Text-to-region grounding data
☆ ☆ ☆ ☆ ☆ ☆ ☆

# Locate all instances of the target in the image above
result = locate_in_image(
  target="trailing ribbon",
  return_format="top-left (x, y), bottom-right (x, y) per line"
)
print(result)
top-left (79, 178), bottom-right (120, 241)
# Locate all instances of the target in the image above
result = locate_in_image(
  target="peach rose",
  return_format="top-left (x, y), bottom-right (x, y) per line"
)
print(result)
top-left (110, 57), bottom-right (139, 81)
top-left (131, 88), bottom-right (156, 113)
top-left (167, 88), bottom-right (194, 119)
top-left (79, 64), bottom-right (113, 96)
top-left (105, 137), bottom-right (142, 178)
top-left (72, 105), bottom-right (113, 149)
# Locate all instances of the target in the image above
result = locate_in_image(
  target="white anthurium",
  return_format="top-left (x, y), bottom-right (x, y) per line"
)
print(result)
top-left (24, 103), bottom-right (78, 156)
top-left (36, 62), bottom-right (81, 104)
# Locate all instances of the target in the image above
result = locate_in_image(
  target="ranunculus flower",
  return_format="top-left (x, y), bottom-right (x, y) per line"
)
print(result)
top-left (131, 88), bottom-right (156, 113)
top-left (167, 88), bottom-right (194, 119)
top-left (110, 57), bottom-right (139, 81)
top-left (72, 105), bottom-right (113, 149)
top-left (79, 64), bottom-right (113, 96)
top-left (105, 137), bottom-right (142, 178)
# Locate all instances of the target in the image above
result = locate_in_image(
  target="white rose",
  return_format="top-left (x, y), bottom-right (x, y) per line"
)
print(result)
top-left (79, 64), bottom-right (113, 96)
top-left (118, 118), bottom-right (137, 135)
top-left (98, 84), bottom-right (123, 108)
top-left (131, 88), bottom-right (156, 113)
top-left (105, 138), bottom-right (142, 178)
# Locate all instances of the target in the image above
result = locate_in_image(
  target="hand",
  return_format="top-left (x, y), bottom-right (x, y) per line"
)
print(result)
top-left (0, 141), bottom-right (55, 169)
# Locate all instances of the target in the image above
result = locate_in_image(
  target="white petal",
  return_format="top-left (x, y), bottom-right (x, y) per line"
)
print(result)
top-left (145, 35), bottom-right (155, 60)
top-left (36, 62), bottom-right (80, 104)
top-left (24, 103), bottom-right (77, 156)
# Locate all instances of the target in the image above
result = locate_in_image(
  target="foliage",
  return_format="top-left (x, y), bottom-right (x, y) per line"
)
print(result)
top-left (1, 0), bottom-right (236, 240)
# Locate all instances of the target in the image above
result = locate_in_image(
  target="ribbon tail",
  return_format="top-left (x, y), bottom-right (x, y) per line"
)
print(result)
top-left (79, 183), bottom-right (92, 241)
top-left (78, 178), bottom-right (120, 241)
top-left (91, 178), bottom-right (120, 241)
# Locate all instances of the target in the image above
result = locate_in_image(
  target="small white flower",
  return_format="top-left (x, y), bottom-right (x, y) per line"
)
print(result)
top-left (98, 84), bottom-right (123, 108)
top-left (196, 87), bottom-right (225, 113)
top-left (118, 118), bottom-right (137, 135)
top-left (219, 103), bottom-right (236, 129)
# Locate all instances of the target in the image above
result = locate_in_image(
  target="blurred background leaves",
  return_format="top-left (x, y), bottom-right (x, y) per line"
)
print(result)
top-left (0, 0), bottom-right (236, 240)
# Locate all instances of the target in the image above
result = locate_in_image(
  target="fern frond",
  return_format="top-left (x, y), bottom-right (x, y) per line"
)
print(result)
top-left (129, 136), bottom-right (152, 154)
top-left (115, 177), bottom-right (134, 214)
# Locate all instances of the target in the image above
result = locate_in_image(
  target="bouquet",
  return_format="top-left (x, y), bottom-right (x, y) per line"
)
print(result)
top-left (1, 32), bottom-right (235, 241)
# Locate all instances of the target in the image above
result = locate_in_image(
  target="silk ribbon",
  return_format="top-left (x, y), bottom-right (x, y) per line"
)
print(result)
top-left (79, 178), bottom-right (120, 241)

☆ ☆ ☆ ☆ ☆ ☆ ☆

# [TASK DETAILS]
Exact copies of all the lines above are required.

# [PROBLEM SOLUTION]
# Locate all instances of the target in the image above
result = locate_in_image(
  target="trailing ribbon",
  return_format="top-left (x, y), bottom-right (x, y) per line"
)
print(result)
top-left (79, 178), bottom-right (120, 241)
# Locate all instances of the target in the image above
result = locate_in_image(
  target="peach rose",
  return_format="top-left (x, y), bottom-right (x, y) per line"
)
print(result)
top-left (110, 57), bottom-right (139, 81)
top-left (131, 88), bottom-right (156, 113)
top-left (167, 88), bottom-right (194, 119)
top-left (79, 64), bottom-right (113, 96)
top-left (105, 137), bottom-right (142, 178)
top-left (72, 105), bottom-right (113, 149)
# Locate all instances of the target in the image above
result = locate_in_image(
  target="white anthurium",
  return_format="top-left (x, y), bottom-right (x, y) per line"
)
print(result)
top-left (24, 103), bottom-right (78, 156)
top-left (36, 62), bottom-right (81, 104)
# Locate all instances of the target in the image above
result = locate_in_image(
  target="ranunculus flower",
  return_format="top-left (x, y), bottom-right (x, y) per line"
)
print(result)
top-left (131, 88), bottom-right (156, 113)
top-left (167, 88), bottom-right (194, 119)
top-left (110, 57), bottom-right (139, 81)
top-left (72, 105), bottom-right (113, 149)
top-left (79, 64), bottom-right (113, 96)
top-left (105, 137), bottom-right (142, 178)
# Locate all instances of the target in the image above
result = locate_in_image(
  target="white rose",
  return_format="top-left (x, y), bottom-right (x, y) per line"
)
print(result)
top-left (79, 64), bottom-right (113, 96)
top-left (118, 118), bottom-right (137, 135)
top-left (98, 84), bottom-right (123, 108)
top-left (131, 88), bottom-right (156, 113)
top-left (105, 138), bottom-right (142, 178)
# Locate all instances of the target in the image above
result = locate_in_image(
  target="hand",
  return_format="top-left (x, y), bottom-right (x, y) per line"
)
print(result)
top-left (0, 141), bottom-right (55, 169)
# Locate all instances of the target in the image above
result = locate_in_image(
  target="white petal",
  return_format="top-left (x, y), bottom-right (x, y) per line"
)
print(result)
top-left (145, 35), bottom-right (155, 60)
top-left (36, 62), bottom-right (80, 104)
top-left (24, 103), bottom-right (77, 156)
# Locate all instances of the target in the image above
result = locate_in_image(
  target="foliage",
  return_format="top-left (x, y), bottom-right (x, y) per line"
)
print(result)
top-left (1, 0), bottom-right (236, 240)
# Locate all instances of the target in the image above
result = locate_in_image(
  target="ribbon tail",
  return_format="top-left (x, y), bottom-right (x, y) per line"
)
print(result)
top-left (79, 183), bottom-right (92, 241)
top-left (78, 178), bottom-right (120, 241)
top-left (91, 178), bottom-right (120, 241)
# Locate all instances of the target in the image above
result = locate_in_image(
  target="small white flower",
  return_format="top-left (x, y), bottom-right (x, y) per line"
)
print(result)
top-left (98, 84), bottom-right (123, 108)
top-left (196, 87), bottom-right (225, 113)
top-left (118, 118), bottom-right (137, 135)
top-left (219, 103), bottom-right (236, 129)
# Locate all instances of the target in the image above
result = locate_in_image(
  target="blurred background leaves",
  return_format="top-left (x, y), bottom-right (x, y) per line"
)
print(result)
top-left (0, 0), bottom-right (236, 240)
# Locate all instances of the target in the image above
result = locate_in_image(
  target="fern frond",
  return_format="top-left (x, y), bottom-right (x, y) per line"
)
print(result)
top-left (129, 136), bottom-right (152, 154)
top-left (115, 177), bottom-right (134, 214)
# Locate all instances of the target in the image above
result = locate_in_image(
  target="bouquet",
  return_format="top-left (x, y), bottom-right (x, y) per line"
)
print(result)
top-left (1, 32), bottom-right (235, 241)
# Locate all instances of the target in the image above
result = locate_in_image(
  target="silk ribbon",
  return_format="top-left (x, y), bottom-right (x, y) per line"
)
print(result)
top-left (79, 178), bottom-right (120, 241)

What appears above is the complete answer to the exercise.